## Record set:
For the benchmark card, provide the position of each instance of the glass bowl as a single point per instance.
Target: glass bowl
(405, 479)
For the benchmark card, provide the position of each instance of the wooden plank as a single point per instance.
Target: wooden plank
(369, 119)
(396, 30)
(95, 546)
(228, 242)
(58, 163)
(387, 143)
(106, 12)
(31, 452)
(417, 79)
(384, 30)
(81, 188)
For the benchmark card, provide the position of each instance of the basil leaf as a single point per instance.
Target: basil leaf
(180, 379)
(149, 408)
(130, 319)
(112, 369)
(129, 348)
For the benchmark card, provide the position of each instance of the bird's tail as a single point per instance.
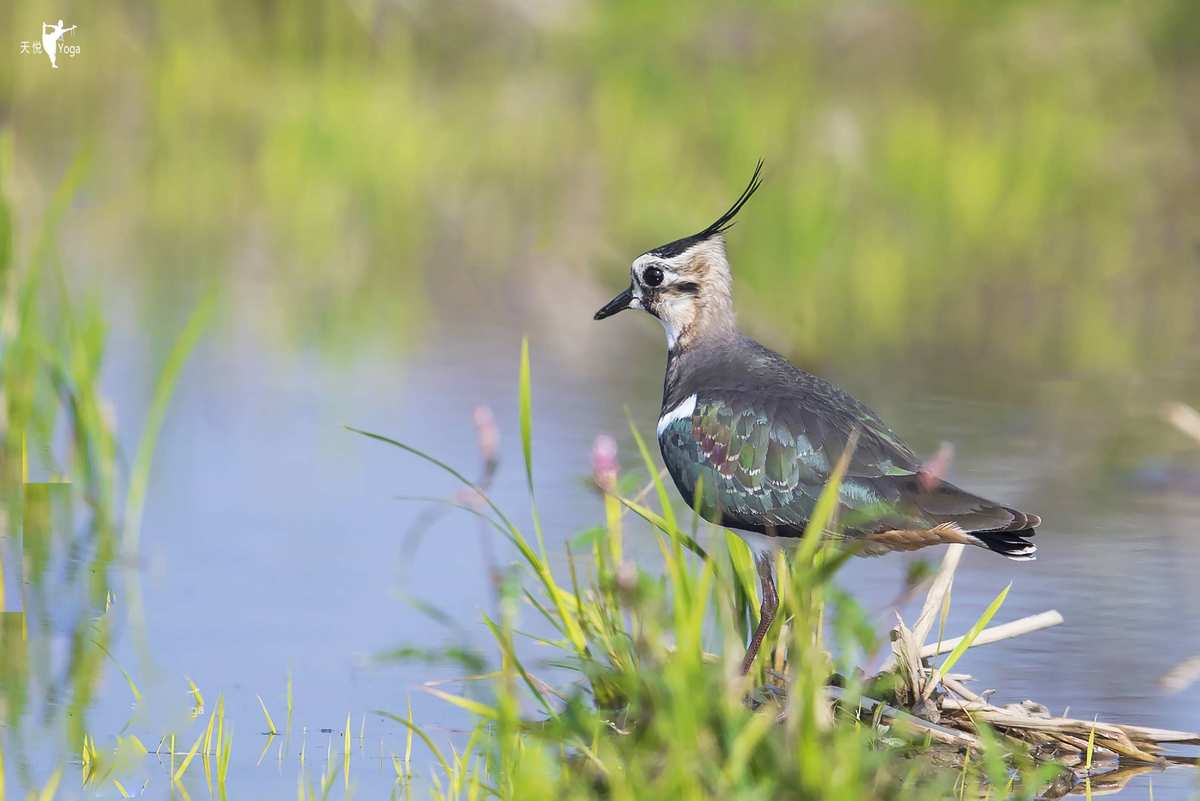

## Do this:
Render the entries as a Markdown table with columns n and Line, where n numbers each row. Begin with the line containing "leaf as a single point per instance.", continue through the end of the entries, and omit blank lines and the pictures.

## Correct output:
| n | Line |
|---|---|
| 1 | For the benchmark card, provide the position of each instance of the basil leaf as a single point per instance. |
| 2 | Target: basil leaf |
| 3 | (180, 379) |
| 4 | (149, 408) |
| 5 | (130, 319) |
| 6 | (112, 369) |
| 7 | (129, 348) |
| 8 | For the benchmark card, provide the position of each instance of the bird's tail as a single point per instance. |